> **TRECHO DO TEXTO**:
#####

1. A reverência é uma escolha e uma habilidade.

Depende de mim ser reverente. Com frequência, não me sinto reverente por estar distraída. À medida que desenvolvo minha disciplina espiritual e treino meu espírito para se concentrar naquilo que é mais importante, consigo assumir a responsabilidade por meu relacionamento com meu Pai Celestial.

2. A reverência não é um molde de tamanho único.

Um amigo da família que ficou preso por 17 anos convidava o Espírito para sua cela ao construir modelos complexos dos templos em papel. A reverência pode estar presente em qualquer situação se convidarmos o Espírito.

3. A reverência pode ser encorajada, mas é uma escolha pessoal.

#####

Entradas do conjunto de dados
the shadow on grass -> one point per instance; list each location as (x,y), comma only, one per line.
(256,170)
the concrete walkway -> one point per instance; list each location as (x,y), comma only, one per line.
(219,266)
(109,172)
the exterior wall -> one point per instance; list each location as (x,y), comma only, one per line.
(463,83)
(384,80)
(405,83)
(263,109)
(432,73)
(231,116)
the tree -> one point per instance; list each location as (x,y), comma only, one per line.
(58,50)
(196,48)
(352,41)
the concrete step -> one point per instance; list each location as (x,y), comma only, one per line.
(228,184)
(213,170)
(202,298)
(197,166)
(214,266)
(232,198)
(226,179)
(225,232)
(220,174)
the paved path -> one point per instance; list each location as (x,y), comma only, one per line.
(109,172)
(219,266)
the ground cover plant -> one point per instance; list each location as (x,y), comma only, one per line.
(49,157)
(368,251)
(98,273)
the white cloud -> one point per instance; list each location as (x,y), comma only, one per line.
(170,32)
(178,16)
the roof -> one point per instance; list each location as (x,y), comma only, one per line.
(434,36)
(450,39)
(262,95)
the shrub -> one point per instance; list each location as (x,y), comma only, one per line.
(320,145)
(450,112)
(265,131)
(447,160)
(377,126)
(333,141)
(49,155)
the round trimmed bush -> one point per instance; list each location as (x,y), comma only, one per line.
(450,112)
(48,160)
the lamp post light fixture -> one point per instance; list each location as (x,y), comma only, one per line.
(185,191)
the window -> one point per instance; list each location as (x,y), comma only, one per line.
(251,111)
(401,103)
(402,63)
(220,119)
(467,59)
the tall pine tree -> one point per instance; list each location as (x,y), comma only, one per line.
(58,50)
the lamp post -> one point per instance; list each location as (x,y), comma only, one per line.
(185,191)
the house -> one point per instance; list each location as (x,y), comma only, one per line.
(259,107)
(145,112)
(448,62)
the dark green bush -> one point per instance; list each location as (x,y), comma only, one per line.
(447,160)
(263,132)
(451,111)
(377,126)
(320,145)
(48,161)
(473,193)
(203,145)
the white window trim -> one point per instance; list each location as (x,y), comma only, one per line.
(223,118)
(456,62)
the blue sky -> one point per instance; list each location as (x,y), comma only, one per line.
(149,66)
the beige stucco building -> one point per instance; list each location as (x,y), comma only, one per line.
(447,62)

#####

> **O QUE FAZER**:
1: Diga se cada afirmação abaixo concorda com o texto sobre a reverência, respondendo sim ou não e citando literalmente as palavras do texto que decidem a resposta. (a) O amigo da família passou 17 anos preso. (b) A reverência é um molde de tamanho único. (c) Os modelos dos templos eram feitos de madeira.
2: Segundo o texto sobre a reverência, o que o amigo da família construía na cela?
3: Prossiga com o texto sobre a reverência a partir da última frase apresentada.

> **RESPOSTAS POR TAREFA**:
1:
(a) Sim: "Um amigo da família que ficou preso por 17 anos".
(b) Não: "A reverência não é um molde de tamanho único."
(c) Não: "construir modelos complexos dos templos em papel".

2: Modelos complexos dos templos em papel.

3:
A reverência surge de um compromisso interior de cultivar uma “atitude de adoração”. Ela só pode estar presente ao sentirmos e demonstrarmos, de maneira genuína, nosso amor pelo Senhor e por outros membros. Certa vez, meu pai me disse que, quando aceitamos a responsabilidade por nossa reverência, nossa perspectiva muda de “Você está atrapalhando minha adoração aqui!” para “Está tudo bem. Você é bem-vindo aqui. Você não está atrapalhando minha reverência porque escolhi ser reverente”. Assim percebemos que as ações de outras pessoas não atrapalham nosso relacionamento pessoal com nosso Salvador e nosso Pai Celestial. É certo que assumir a responsabilidade por nossa própria reverência não significa que devamos ignorar como nosso comportamento pode influenciar a experiência das pessoas. Nossos esforços para uma reverência pessoal podem ser uma extensão de nosso amor por elas como irmãos e irmãs.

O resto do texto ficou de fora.